§ **Exercise directions**
Copy out the data below word for word, starting at its first line and stopping after the line that contains "box: [275, 296, 287, 308]". Leave the pictures out of your copy.

(Stored dataset items)
—————

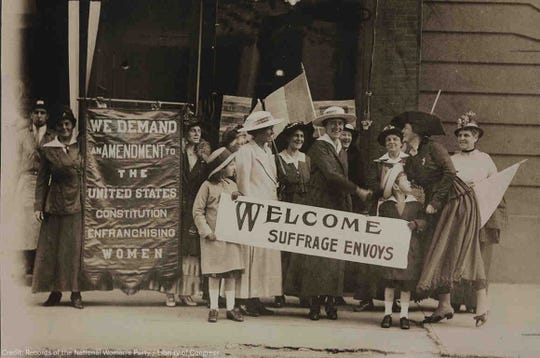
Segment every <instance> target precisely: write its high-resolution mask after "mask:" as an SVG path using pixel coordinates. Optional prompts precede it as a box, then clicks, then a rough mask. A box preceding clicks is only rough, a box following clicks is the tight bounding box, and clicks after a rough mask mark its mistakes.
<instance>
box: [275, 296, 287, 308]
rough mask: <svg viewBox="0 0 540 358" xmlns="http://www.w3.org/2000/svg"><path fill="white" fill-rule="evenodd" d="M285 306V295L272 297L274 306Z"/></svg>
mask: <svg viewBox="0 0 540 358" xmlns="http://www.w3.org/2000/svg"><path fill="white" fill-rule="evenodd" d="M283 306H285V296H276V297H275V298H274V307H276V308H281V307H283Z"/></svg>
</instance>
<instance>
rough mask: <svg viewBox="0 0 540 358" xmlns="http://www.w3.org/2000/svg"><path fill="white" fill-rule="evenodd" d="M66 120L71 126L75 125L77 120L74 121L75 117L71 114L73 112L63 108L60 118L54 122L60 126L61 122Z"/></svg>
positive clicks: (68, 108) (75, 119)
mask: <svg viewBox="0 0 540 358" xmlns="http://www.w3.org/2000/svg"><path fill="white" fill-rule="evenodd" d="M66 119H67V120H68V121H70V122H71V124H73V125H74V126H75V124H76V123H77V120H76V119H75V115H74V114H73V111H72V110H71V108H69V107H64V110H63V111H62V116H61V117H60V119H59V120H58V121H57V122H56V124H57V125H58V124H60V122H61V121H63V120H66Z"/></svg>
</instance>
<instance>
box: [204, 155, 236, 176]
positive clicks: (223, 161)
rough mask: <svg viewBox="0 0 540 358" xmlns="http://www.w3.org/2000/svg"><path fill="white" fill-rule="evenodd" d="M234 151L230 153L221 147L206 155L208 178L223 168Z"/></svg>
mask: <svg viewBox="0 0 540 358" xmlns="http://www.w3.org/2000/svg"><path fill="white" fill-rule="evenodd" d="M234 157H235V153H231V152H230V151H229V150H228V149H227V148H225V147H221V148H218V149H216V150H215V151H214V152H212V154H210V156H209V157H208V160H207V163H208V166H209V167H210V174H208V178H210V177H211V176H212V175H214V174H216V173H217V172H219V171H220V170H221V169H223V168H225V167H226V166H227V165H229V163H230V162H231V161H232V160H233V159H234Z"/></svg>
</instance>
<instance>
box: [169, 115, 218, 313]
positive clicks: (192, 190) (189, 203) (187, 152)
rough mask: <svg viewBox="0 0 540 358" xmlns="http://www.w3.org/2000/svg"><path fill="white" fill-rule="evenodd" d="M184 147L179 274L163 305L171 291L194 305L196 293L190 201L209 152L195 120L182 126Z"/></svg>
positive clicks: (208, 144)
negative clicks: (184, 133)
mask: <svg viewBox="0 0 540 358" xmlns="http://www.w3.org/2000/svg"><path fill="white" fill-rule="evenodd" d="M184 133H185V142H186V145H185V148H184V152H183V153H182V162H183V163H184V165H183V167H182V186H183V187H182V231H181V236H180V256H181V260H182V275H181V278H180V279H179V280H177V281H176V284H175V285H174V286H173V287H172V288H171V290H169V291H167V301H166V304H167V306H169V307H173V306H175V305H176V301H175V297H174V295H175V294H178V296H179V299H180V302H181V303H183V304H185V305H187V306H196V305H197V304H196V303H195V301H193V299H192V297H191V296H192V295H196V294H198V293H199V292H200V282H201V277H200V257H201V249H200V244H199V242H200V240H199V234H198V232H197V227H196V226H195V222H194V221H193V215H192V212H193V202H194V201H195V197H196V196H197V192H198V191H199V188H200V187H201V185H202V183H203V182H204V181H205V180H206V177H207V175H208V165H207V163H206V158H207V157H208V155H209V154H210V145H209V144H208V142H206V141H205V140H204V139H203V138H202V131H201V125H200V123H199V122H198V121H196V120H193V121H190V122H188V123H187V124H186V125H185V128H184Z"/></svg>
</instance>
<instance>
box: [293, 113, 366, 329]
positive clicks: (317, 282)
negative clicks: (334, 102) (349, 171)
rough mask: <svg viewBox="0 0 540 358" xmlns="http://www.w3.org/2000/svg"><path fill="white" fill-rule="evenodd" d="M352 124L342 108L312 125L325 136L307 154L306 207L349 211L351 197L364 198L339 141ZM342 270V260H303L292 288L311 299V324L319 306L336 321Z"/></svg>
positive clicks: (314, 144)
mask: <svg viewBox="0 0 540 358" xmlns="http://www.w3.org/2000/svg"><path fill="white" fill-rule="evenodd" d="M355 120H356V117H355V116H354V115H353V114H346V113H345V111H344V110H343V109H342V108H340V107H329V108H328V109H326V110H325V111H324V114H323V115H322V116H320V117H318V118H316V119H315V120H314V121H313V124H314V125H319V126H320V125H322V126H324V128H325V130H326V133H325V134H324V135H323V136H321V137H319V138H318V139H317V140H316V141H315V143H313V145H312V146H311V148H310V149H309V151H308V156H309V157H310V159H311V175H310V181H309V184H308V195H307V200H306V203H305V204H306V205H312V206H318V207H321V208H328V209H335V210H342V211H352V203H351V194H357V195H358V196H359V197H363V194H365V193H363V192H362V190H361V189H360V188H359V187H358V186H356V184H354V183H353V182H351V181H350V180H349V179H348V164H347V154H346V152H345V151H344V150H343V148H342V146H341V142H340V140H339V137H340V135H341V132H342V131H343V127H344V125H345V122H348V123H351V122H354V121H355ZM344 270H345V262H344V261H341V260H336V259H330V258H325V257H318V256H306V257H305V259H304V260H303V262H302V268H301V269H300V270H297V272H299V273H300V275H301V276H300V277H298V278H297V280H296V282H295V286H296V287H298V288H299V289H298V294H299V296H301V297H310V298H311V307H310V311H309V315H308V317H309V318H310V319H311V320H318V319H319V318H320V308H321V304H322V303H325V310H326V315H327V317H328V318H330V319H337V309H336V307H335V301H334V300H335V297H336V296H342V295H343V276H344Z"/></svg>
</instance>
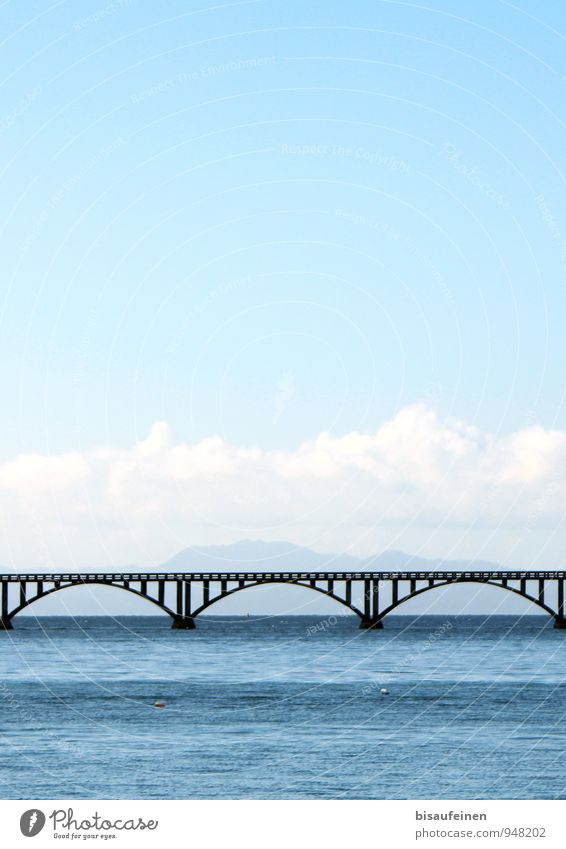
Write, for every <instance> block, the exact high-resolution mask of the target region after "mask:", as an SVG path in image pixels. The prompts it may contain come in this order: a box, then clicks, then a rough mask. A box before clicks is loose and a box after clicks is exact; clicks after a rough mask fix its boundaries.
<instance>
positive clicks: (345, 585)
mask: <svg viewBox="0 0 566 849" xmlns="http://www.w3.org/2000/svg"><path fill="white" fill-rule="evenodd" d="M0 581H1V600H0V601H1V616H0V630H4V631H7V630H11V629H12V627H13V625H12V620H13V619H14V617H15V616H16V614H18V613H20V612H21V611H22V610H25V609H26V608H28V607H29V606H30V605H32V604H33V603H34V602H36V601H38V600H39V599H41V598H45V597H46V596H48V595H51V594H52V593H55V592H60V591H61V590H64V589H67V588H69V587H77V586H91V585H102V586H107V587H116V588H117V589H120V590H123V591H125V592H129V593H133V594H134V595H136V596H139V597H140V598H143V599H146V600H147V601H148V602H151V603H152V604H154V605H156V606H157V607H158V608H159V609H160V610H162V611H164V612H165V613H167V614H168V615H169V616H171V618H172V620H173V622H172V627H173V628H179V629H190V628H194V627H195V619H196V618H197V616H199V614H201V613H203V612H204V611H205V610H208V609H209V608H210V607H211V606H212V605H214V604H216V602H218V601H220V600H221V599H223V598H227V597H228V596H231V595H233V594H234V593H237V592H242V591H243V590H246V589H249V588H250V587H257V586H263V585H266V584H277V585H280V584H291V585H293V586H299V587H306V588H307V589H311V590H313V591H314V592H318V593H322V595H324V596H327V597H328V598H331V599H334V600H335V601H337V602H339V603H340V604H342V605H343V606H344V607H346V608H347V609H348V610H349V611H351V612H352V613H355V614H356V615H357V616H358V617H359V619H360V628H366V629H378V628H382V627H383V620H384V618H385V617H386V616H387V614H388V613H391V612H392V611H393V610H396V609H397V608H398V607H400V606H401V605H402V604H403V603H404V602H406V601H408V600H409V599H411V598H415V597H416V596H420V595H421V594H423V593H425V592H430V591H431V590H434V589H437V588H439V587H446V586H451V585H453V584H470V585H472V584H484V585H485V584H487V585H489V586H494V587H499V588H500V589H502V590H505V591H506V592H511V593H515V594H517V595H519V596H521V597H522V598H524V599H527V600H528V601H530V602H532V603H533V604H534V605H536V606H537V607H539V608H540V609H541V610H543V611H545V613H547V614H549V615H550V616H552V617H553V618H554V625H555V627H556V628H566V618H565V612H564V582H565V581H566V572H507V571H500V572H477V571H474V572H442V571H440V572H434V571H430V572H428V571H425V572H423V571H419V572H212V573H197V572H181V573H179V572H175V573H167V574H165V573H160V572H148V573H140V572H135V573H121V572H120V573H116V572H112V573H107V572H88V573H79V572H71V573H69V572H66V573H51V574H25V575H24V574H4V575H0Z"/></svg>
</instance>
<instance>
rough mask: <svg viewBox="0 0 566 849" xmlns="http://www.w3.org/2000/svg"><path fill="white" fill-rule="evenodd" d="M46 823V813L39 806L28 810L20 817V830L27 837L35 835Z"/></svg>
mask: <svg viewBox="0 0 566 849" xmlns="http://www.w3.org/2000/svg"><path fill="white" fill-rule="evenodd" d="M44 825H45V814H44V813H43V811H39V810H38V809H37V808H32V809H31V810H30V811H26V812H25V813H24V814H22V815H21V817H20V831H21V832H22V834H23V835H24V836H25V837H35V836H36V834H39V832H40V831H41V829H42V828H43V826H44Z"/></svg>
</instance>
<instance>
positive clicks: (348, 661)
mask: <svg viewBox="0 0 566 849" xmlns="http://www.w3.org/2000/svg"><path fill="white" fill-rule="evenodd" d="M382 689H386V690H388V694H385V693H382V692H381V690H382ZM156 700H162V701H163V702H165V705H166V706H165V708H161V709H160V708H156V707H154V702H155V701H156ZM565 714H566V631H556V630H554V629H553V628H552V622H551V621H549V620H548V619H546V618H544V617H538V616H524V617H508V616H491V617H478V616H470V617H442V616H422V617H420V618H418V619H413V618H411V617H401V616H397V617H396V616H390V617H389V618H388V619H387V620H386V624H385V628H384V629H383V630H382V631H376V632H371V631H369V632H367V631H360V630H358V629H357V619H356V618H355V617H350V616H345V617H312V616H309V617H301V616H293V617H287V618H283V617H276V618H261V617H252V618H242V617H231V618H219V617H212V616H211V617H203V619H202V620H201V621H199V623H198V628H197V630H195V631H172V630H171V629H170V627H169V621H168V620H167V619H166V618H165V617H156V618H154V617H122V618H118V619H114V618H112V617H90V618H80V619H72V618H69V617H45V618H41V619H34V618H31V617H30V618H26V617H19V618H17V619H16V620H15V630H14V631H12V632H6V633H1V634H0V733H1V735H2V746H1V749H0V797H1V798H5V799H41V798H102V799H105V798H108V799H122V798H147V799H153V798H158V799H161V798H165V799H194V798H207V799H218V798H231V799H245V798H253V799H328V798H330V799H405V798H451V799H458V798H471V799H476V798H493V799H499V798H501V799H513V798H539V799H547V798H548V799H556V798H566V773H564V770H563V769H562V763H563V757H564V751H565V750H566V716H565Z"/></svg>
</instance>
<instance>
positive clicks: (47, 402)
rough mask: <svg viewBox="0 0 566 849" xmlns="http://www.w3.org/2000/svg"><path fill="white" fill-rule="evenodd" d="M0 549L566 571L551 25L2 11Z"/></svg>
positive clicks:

—————

§ **Answer**
Segment every <instance> target precisely: write its high-resolution mask after "mask:" as an SVG path using pixel coordinates. Optional prompts precede it as a box, then clicks, then a rough mask. A box preceding clicks is only rough, a box following clicks is the tight bounding box, and clicks after a rough mask mark its mistakes.
<instance>
box: [275, 296, 287, 308]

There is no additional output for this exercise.